▶ _GIVEN TEXT_:

========================

Posted on Jun 18, 2012
B-17 – Boeing

B-17 – Boeing

The B-17 bomber, also known as the Flying Fortress, was developed by Boeing and went on to become perhaps the most widely recognized plane used in World War II. Its prototype, designated Boeing Model 299 flew for the first time in July of 1935.


Following changes to the model 299, 13 B-17s were ordered in January 1936 and began service in 1938. Although few were used before the attack on Pearl Harbor, production picked up quickly following America’s entrance into WWII. The planes were used in every combat zone during the war, mostly for strategic daylight bombing of German industrial targets. In May of 1945 production of the B-17ended; there were 12,700 of the fly fortresses built during the war. During that short period, a number of design changes were implemented.

========================

Retype everything in the B-17 text from "Posted on Jun" down to "changes were implemented.", keeping every word and mark unchanged.

▶ _RECORD SET_:

========================

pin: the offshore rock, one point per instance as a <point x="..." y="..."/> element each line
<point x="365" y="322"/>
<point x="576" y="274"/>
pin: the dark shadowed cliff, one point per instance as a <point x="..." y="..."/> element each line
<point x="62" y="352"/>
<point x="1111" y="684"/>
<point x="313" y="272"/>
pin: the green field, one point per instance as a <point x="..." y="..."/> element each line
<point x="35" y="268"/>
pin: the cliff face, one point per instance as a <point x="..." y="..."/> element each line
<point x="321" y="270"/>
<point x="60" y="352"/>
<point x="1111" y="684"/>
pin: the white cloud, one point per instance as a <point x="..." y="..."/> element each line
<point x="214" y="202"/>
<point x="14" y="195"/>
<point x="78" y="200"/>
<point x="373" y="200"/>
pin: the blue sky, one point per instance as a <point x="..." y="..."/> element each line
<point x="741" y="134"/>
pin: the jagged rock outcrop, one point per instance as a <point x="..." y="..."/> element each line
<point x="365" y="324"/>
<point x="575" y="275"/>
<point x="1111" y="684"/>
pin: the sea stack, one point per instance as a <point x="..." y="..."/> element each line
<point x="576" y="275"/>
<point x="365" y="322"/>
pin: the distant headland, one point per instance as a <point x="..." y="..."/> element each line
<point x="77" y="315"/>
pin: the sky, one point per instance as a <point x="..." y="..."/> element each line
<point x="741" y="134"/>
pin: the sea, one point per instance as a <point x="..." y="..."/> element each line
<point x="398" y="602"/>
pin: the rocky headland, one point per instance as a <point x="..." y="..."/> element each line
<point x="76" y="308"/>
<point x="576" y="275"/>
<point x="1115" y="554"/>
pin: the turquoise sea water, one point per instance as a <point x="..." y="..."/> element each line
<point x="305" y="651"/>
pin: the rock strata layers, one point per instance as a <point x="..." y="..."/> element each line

========================

▶ _SOLUTION FOR THIS PROBLEM_:
Posted on Jun 18, 2012
B-17 – Boeing

B-17 – Boeing

The B-17 bomber, also known as the Flying Fortress, was developed by Boeing and went on to become perhaps the most widely recognized plane used in World War II. Its prototype, designated Boeing Model 299 flew for the first time in July of 1935.


Following changes to the model 299, 13 B-17s were ordered in January 1936 and began service in 1938. Although few were used before the attack on Pearl Harbor, production picked up quickly following America’s entrance into WWII. The planes were used in every combat zone during the war, mostly for strategic daylight bombing of German industrial targets. In May of 1945 production of the B-17ended; there were 12,700 of the fly fortresses built during the war. During that short period, a number of design changes were implemented.